## Written request
Rewrite every item below, substituting "Label" for each occurrence of "Annotate" and leaving everything else unchanged.

--- begin Supplied records ---

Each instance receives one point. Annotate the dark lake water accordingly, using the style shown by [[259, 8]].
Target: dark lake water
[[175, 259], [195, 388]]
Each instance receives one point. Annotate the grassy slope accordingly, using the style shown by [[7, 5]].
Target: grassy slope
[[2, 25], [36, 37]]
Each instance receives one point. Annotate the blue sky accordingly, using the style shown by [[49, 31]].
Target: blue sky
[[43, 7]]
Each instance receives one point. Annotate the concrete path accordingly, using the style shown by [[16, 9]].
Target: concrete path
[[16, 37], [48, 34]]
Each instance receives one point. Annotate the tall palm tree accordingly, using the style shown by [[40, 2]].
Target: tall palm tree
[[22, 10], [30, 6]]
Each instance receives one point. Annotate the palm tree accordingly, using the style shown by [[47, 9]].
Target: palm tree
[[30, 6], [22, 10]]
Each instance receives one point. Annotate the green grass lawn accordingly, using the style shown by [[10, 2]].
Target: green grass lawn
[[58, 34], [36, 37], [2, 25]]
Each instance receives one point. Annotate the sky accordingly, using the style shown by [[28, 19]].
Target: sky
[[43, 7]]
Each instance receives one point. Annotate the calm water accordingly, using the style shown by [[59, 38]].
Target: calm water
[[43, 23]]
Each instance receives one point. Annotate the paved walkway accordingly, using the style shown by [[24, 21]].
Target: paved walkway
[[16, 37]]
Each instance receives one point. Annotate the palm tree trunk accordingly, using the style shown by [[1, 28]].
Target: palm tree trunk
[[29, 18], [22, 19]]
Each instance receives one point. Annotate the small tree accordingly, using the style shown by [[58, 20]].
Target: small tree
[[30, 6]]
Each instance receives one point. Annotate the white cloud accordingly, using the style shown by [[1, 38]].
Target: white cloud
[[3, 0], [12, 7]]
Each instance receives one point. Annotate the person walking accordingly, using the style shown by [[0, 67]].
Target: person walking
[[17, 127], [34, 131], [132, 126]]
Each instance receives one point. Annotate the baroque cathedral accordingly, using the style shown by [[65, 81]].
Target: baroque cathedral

--- end Supplied records ---

## Solution to the exercise
Each instance receives one point. Label the dark lake water accordingly, using the style shown by [[259, 8]].
Target: dark lake water
[[175, 259], [195, 388]]
Each instance receives one point. Label the grassy slope accordingly, using the style shown by [[7, 5]].
Target: grassy slope
[[2, 25], [36, 37]]
Each instance receives one point. Label the blue sky accordingly, using the style shown by [[49, 31]].
Target: blue sky
[[43, 7]]
Each instance receives one point. Label the concrete path accordingly, using the style shown by [[16, 9]].
Target: concrete path
[[16, 37], [48, 34]]
Each instance receives one point. Label the tall palm tree accordingly, using the style shown by [[40, 2]].
Target: tall palm tree
[[22, 10], [30, 6]]
Each instance receives one point. Label the palm tree accordingly, using the style shown by [[47, 9]].
Target: palm tree
[[30, 6], [22, 10]]
Each instance receives one point. Label the green grass lawn accordingly, using the style shown by [[10, 2]].
Target: green grass lawn
[[58, 34], [36, 37], [2, 25]]
Each instance receives one point. Label the sky accordingly, using the style shown by [[28, 19]].
Target: sky
[[43, 7]]
Each instance receives one point. Label the calm water accordingly, using the style shown by [[59, 38]].
Target: calm water
[[43, 23]]
Each instance receives one point. Label the paved walkway accordingly, using the style shown by [[24, 21]].
Target: paved walkway
[[16, 37]]
Each instance receives one point. Label the palm tree trunk accordingly, using the style shown by [[1, 28]].
Target: palm tree trunk
[[29, 18], [22, 19]]
Each instance receives one point. Label the small tree accordingly, using the style shown by [[58, 20]].
Target: small tree
[[30, 6]]
Each instance receives one point. Label the white cloud accordingly, using the style shown by [[1, 38]].
Target: white cloud
[[3, 0], [12, 7]]
Each instance receives one point. Label the person walking accordingly, using the style shown by [[0, 67]].
Target: person walking
[[17, 127], [34, 131], [132, 126]]
Each instance receives one point. Label the baroque cathedral accordingly, using the style shown by [[65, 81]].
Target: baroque cathedral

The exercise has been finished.